**MATERIAL PROVIDED**
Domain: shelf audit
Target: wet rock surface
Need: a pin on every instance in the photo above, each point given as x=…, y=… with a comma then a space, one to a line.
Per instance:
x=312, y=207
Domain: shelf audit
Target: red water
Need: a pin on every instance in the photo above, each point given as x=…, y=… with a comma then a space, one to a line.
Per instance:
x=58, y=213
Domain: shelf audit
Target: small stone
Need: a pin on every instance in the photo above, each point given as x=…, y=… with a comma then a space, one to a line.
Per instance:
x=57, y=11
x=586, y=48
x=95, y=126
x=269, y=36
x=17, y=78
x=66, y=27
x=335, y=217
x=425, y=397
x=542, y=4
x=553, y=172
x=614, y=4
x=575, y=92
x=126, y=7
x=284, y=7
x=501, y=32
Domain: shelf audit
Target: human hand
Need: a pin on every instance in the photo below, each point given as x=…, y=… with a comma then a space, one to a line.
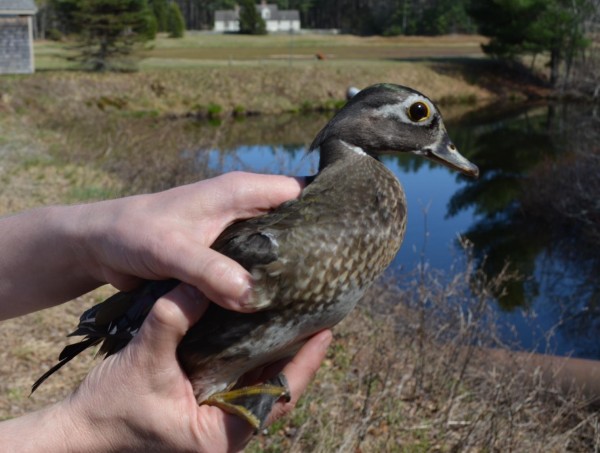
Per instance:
x=140, y=399
x=168, y=234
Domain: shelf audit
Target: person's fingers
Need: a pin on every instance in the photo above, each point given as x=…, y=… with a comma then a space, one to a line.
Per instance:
x=170, y=319
x=221, y=279
x=258, y=193
x=299, y=371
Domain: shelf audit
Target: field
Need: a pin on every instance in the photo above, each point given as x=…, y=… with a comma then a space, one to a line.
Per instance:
x=69, y=136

**WORK TO BE COMPLETED**
Format every line of the data above as a Markdown table with two columns, "Index" for the row number and "Content" for the line, skipping any blank lines and omitting the picture.

**RESPONSE TO THIS TASK**
| Index | Content |
|---|---|
| 1 | Domain: shelf audit |
| 2 | Target: wet rock surface |
| 3 | Need: a pin on every instance in the photo above, each point given as x=…, y=… with a comma then a space, one to a line. |
| 4 | Per instance: |
| 5 | x=312, y=207 |
| 6 | Domain: shelf audit |
| 7 | Target: red water |
| 8 | Need: a pin on every instance in the photo above, each point given as x=…, y=… with a comma then a space, one to a line. |
| 9 | Per instance: |
| 10 | x=58, y=213 |
| 11 | Domain: shelf audit |
| 12 | Target: small stone |
| 13 | Need: a pin on every instance in the photo above, each point given as x=…, y=… with a comma then a space, one to a line. |
| 14 | Per instance: |
| 15 | x=57, y=11 |
| 16 | x=586, y=48 |
| 17 | x=95, y=126 |
| 18 | x=269, y=36 |
| 19 | x=17, y=78 |
| 20 | x=66, y=27 |
| 21 | x=335, y=217 |
| 22 | x=425, y=397 |
| 23 | x=542, y=4 |
| 24 | x=553, y=172 |
| 25 | x=614, y=4 |
| 26 | x=575, y=92 |
| 27 | x=126, y=7 |
| 28 | x=284, y=7 |
| 29 | x=501, y=32 |
| 30 | Domain: shelf audit |
| 31 | Target: human hand |
| 32 | Need: a pin on every instance in the photo below, each point given as x=…, y=… with a comma then a space, one to a line. |
| 33 | Per instance: |
| 34 | x=140, y=399 |
| 35 | x=168, y=234 |
| 36 | Domain: shelf audit |
| 37 | Target: person's fingers |
| 38 | Need: a pin on every instance in the photo above, each point given as x=…, y=… with a comma then a space, one to a line. |
| 39 | Per instance: |
| 40 | x=170, y=319 |
| 41 | x=221, y=279 |
| 42 | x=258, y=193 |
| 43 | x=299, y=371 |
| 44 | Domain: shelf audit |
| 45 | Target: field |
| 46 | Need: a pin on every instance in the photo above, each point given as x=…, y=… with a comma then a space, one to a line. |
| 47 | Per instance: |
| 48 | x=69, y=136 |